- [Goal of the exercise] Copy the material below word for word, leaving out the pictures.
--- begin Excerpted records ---
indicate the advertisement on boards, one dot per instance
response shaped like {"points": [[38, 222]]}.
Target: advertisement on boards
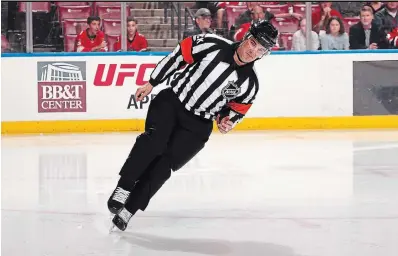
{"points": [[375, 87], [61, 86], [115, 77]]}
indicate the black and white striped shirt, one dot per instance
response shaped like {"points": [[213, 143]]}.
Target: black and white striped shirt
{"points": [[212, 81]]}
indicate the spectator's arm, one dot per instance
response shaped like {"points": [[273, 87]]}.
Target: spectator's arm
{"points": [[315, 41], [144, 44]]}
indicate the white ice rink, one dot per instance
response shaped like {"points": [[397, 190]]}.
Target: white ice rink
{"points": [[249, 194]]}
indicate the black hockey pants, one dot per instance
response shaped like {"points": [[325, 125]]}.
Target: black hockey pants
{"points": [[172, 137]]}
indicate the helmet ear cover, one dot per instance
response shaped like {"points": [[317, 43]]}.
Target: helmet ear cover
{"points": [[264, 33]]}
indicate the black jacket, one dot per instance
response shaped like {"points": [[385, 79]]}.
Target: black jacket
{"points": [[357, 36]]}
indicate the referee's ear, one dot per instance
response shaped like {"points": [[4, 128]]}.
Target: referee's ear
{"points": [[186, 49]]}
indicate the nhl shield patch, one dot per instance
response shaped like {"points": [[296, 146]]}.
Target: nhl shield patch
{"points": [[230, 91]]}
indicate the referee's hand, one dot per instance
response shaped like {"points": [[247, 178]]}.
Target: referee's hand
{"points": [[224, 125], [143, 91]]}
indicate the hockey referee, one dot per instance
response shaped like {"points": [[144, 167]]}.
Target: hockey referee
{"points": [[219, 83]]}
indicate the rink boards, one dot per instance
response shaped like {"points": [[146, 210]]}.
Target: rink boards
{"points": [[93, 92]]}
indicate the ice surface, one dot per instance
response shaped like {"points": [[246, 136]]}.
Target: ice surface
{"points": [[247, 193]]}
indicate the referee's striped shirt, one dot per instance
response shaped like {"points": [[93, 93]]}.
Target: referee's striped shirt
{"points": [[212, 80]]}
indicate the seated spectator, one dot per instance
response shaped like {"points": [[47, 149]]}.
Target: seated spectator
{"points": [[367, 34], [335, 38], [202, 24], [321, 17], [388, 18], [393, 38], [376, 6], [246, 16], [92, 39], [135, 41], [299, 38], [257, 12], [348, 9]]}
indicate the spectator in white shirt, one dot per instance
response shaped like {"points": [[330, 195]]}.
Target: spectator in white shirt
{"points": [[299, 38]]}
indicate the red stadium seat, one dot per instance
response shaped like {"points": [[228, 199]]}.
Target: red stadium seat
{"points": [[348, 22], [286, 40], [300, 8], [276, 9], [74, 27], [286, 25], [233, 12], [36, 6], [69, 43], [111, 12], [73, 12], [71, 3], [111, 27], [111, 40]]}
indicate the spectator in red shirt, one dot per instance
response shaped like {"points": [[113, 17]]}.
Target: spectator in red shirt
--- end Excerpted records ---
- [Final result]
indicate the advertisement on boards, one dot per instance
response shaped like {"points": [[38, 222]]}.
Target: advertisement on boards
{"points": [[375, 87], [61, 86], [115, 77]]}
indicate the black and white striped shirt, one dot per instance
response shaped like {"points": [[213, 143]]}.
Target: black and white striped shirt
{"points": [[212, 81]]}
indicate the spectator's arm, one dot per instance
response shaped like {"points": [[273, 87]]}.
Target: spectator's arm
{"points": [[315, 41], [144, 44]]}
indicate the white ice rink, one dot per instance
response shaped like {"points": [[397, 190]]}.
Target: white ice rink
{"points": [[249, 194]]}
indicate the black hockey pants, one dot per instance
response shaped like {"points": [[325, 125]]}.
Target: black hockey pants
{"points": [[172, 137]]}
indicate the helmet ear cover, one dot per instance
response shaped like {"points": [[317, 43]]}.
Target: helmet ear cover
{"points": [[264, 33]]}
indicate the black jacket, one dot per instance
response shaped like {"points": [[385, 79]]}.
Target: black jacket
{"points": [[357, 36]]}
indicate the referee's ear, one dot per instance
response shaped like {"points": [[4, 128]]}.
Target: referee's ear
{"points": [[186, 49]]}
indicate the nhl shield patch, one dot per instance
response shaped like {"points": [[296, 146]]}.
Target: nhl shield patch
{"points": [[230, 91]]}
indicate the referee's hand, one dot per instance
response shaped like {"points": [[247, 178]]}.
Target: referee's hand
{"points": [[224, 125], [143, 91]]}
indicate the hockey referee, one dot per instance
response shaped like {"points": [[144, 167]]}.
Target: hockey referee
{"points": [[219, 83]]}
indicate the rink boards, one dot per instance
response shaped like {"points": [[146, 210]]}.
Target: rink boards
{"points": [[93, 92]]}
indicate the ice surface, one dot per instance
response shaped like {"points": [[246, 136]]}.
Target: ice surface
{"points": [[247, 193]]}
indicate the referee's striped shirt, one dot per instance
response shaped like {"points": [[93, 93]]}.
Target: referee's striped shirt
{"points": [[212, 80]]}
indicate the seated spectator, one dot per instance
response shaped like {"points": [[47, 149]]}.
Target: seated spectator
{"points": [[367, 34], [335, 38], [202, 24], [321, 17], [388, 18], [393, 38], [376, 6], [246, 16], [92, 39], [135, 41], [299, 38], [257, 12], [348, 9]]}
indicate the spectator in white shirt, one dot per instance
response shaped like {"points": [[330, 195]]}.
Target: spectator in white shirt
{"points": [[299, 38]]}
indicate the red stadium seat, one dot per instance
response shaped like {"points": [[228, 199]]}.
Target: red stadium seat
{"points": [[348, 22], [286, 40], [300, 8], [276, 9], [74, 27], [286, 25], [233, 12], [36, 6], [69, 43], [111, 12], [73, 12], [71, 3], [111, 27], [111, 40]]}
indicate the spectator in red shirt, one dot per instance
response shaped like {"points": [[113, 17]]}.
Target: spectator in red shirt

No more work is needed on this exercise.